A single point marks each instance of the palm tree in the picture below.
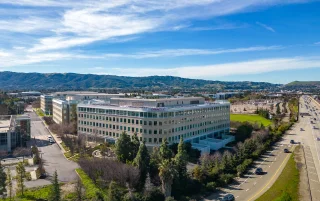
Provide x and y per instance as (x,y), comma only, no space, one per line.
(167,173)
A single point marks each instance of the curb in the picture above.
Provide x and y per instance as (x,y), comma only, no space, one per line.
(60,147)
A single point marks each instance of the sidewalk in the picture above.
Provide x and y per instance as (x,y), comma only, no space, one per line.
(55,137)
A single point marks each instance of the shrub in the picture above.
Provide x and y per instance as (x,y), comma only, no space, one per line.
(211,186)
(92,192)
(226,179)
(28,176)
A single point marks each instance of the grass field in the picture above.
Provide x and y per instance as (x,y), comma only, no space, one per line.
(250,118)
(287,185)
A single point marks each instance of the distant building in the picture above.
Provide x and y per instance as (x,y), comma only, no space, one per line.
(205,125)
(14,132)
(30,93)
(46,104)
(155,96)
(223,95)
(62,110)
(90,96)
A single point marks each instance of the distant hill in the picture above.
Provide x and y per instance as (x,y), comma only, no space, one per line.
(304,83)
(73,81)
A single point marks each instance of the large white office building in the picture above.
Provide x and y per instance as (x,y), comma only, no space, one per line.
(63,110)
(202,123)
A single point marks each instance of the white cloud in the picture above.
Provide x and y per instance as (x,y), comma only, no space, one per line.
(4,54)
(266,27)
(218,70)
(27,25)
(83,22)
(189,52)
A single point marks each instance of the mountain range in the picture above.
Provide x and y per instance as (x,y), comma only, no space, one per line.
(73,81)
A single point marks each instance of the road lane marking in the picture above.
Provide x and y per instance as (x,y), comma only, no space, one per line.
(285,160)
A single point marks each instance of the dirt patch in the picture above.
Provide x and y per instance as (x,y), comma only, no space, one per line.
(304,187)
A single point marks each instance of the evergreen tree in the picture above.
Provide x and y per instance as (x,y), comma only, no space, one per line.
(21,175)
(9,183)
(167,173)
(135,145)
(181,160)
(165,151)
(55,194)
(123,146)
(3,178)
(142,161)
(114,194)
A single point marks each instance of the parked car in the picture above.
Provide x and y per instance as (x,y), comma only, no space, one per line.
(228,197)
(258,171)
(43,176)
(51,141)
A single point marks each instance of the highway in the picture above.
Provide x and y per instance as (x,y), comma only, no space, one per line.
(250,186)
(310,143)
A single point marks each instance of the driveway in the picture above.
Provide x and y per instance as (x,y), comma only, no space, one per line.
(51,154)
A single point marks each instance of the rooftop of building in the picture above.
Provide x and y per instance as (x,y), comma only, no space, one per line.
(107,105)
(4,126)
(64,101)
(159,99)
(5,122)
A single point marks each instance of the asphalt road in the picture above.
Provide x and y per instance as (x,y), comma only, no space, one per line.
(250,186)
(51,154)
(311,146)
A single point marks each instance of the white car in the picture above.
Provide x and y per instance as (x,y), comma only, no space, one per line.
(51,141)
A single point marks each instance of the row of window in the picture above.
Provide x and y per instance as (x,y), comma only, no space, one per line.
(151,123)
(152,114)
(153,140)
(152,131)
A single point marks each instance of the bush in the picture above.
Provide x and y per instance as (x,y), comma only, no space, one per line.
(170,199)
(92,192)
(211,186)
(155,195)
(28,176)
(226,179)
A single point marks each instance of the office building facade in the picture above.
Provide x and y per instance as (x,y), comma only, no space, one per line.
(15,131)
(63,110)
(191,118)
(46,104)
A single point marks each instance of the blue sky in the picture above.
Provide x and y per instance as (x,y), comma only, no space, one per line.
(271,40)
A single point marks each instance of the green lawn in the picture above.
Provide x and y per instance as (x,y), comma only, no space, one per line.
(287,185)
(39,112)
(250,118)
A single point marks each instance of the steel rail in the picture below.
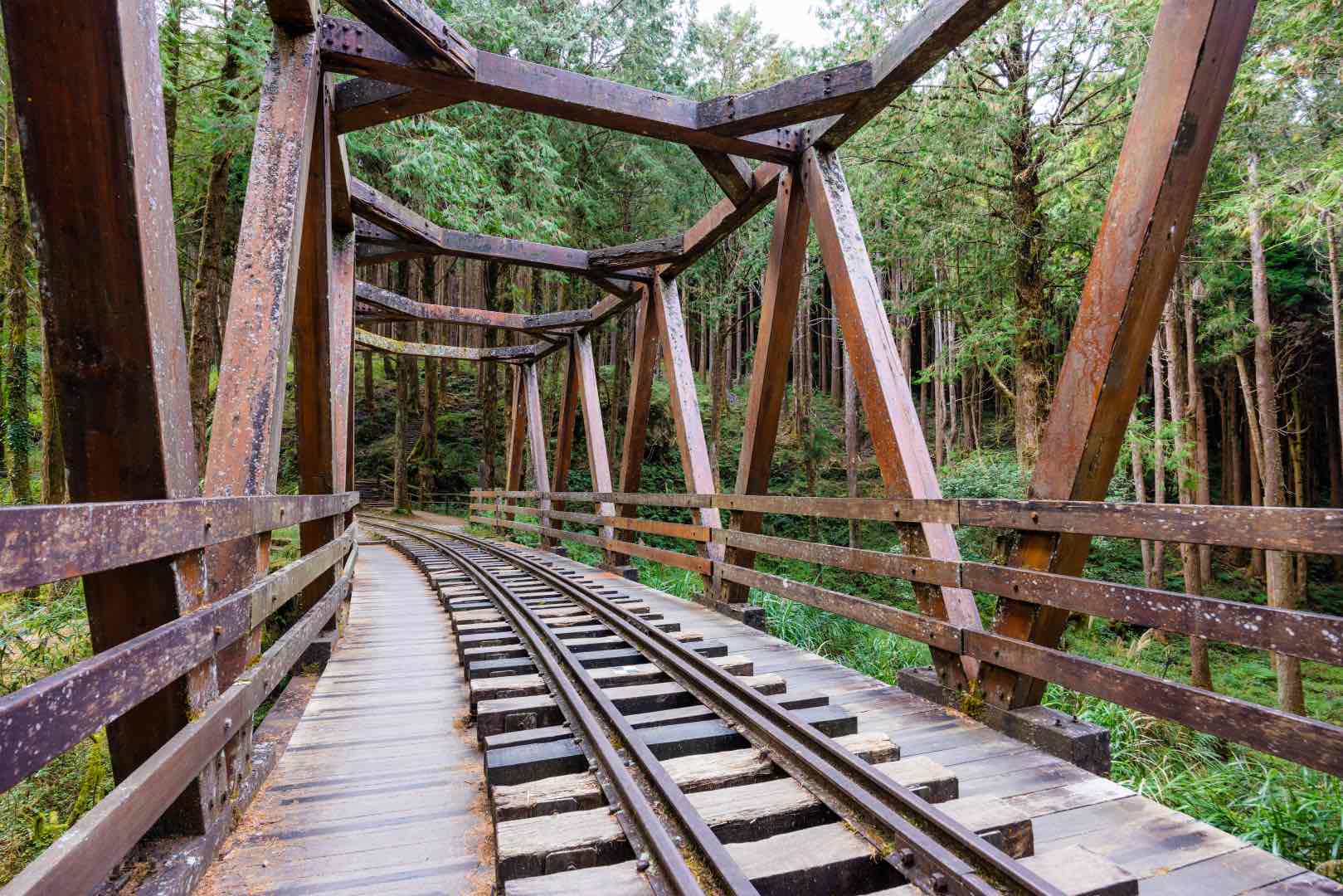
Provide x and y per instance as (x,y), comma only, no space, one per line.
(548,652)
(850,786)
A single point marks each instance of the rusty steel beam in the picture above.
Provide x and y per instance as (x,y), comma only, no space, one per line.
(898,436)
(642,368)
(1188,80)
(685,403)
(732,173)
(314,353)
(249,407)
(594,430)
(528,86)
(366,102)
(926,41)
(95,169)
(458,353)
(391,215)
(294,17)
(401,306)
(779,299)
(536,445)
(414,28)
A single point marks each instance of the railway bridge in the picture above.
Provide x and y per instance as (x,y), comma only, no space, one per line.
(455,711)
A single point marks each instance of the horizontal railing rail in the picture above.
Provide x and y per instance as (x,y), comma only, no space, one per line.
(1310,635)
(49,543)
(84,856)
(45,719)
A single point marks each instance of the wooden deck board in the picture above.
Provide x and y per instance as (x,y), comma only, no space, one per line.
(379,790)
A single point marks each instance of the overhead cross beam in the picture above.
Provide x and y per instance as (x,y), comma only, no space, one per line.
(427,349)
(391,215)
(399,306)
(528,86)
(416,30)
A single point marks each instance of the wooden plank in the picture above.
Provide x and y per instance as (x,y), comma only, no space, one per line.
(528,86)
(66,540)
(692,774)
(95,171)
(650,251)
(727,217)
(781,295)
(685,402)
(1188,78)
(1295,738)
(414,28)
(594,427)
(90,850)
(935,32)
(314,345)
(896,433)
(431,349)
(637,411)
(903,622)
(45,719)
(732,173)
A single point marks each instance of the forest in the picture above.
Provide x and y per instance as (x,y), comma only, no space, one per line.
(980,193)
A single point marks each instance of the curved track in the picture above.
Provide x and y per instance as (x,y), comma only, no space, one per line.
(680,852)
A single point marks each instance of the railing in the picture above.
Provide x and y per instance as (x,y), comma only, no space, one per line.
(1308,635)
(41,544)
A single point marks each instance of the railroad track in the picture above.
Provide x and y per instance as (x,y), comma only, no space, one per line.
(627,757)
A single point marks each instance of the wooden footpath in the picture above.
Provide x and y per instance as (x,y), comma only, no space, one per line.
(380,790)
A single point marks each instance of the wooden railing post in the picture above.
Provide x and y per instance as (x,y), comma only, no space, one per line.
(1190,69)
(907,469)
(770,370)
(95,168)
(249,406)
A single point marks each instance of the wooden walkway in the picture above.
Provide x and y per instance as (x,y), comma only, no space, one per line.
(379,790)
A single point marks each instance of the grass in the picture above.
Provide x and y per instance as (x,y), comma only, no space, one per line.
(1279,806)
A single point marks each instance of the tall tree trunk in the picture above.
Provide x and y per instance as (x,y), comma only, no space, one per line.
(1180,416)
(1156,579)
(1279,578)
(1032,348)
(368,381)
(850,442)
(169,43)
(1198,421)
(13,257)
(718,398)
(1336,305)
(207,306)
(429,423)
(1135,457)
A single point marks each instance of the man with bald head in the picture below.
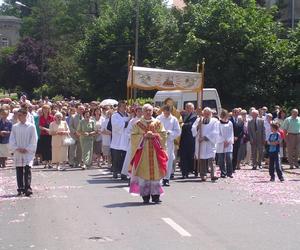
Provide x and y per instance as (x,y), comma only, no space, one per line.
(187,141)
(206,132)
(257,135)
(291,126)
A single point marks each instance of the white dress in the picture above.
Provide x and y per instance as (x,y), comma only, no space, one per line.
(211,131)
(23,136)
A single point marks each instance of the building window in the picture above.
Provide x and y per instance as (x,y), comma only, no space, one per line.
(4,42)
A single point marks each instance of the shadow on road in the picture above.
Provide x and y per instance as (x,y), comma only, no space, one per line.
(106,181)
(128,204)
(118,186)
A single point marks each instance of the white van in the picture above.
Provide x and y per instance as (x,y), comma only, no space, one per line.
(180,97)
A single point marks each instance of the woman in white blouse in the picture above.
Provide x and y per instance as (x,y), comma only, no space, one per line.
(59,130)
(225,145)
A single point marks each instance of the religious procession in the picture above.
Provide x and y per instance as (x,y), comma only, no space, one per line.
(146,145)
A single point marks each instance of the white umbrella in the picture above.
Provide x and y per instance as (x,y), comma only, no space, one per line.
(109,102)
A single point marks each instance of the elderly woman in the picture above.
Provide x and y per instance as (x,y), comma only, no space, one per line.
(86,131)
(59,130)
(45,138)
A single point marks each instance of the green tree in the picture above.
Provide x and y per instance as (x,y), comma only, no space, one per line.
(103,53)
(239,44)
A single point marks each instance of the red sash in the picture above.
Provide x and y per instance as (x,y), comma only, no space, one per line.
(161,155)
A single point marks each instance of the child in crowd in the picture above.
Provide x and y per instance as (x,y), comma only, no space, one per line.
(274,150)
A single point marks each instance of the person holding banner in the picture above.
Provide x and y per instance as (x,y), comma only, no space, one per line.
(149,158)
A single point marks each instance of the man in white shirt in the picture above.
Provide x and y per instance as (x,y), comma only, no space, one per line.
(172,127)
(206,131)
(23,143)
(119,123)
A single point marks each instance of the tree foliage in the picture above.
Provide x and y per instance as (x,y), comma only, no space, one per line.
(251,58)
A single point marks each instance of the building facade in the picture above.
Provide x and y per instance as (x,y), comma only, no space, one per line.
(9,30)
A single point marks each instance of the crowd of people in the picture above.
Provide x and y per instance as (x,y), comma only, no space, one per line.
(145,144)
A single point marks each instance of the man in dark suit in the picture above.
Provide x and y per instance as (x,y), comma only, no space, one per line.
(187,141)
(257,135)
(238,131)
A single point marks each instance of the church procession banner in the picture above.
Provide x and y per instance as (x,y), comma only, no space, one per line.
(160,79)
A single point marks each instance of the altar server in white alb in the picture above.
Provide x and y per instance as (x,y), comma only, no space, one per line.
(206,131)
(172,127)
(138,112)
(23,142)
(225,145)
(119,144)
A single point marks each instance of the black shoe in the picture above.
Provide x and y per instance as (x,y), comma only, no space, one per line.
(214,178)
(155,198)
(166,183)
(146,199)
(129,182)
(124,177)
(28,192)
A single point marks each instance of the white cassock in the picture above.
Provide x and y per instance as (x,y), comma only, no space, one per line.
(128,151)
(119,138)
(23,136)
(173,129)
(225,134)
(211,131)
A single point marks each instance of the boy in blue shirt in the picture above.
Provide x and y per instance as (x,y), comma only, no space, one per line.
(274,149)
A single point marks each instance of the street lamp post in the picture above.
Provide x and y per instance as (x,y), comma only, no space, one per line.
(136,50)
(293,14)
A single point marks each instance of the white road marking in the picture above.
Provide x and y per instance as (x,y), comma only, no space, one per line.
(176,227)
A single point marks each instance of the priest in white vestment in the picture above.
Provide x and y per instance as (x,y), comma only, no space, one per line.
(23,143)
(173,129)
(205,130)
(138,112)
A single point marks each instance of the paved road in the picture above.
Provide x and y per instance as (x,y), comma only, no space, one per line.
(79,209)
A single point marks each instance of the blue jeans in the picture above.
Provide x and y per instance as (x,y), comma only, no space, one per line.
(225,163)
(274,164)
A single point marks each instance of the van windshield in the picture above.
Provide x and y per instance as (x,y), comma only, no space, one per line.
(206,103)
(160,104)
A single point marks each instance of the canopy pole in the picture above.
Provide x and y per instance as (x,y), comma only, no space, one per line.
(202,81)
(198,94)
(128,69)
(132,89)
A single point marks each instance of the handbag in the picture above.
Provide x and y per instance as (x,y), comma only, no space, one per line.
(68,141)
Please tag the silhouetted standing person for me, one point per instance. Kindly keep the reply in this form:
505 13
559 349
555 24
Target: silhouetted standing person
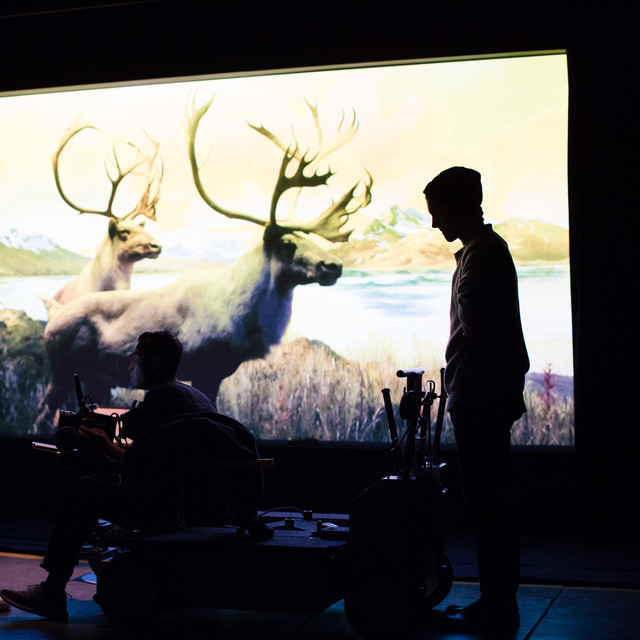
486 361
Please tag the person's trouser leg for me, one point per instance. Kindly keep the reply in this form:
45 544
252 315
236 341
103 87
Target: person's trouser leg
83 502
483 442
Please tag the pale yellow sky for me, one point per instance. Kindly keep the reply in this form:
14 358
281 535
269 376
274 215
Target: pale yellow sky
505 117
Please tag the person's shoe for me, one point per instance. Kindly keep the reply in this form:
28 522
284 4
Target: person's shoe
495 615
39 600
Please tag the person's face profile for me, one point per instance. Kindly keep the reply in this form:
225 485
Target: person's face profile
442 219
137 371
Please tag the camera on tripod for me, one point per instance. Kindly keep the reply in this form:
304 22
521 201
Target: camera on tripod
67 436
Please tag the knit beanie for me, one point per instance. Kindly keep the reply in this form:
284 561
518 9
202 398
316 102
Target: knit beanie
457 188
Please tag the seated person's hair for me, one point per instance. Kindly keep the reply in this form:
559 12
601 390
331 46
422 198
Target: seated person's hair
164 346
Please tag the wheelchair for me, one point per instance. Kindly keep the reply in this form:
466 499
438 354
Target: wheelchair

+ + + + + + +

• Required work
Reproduce the entries above verbatim, from the line containing "Please tag the camera" up to and including the last line of the entries.

• Answer to this task
Please tag the camera on tripod for me, one point per instance. Kindly keep the reply in this form:
304 22
521 201
Target: camera on tripod
67 436
Please tag the knit beanie for me, one point per instance. Kindly keep the reply in this form:
284 561
518 9
202 398
316 102
Target: knit beanie
457 188
Please tag the seated person's hair for me, one point per instance. Kindly keep the reply in this form:
559 12
601 390
331 46
422 198
Target: seated person's hair
164 346
Please tag the wheelchair for me, one point per instance. Kindly keep the reply in this form:
466 499
438 354
Target: wheelchair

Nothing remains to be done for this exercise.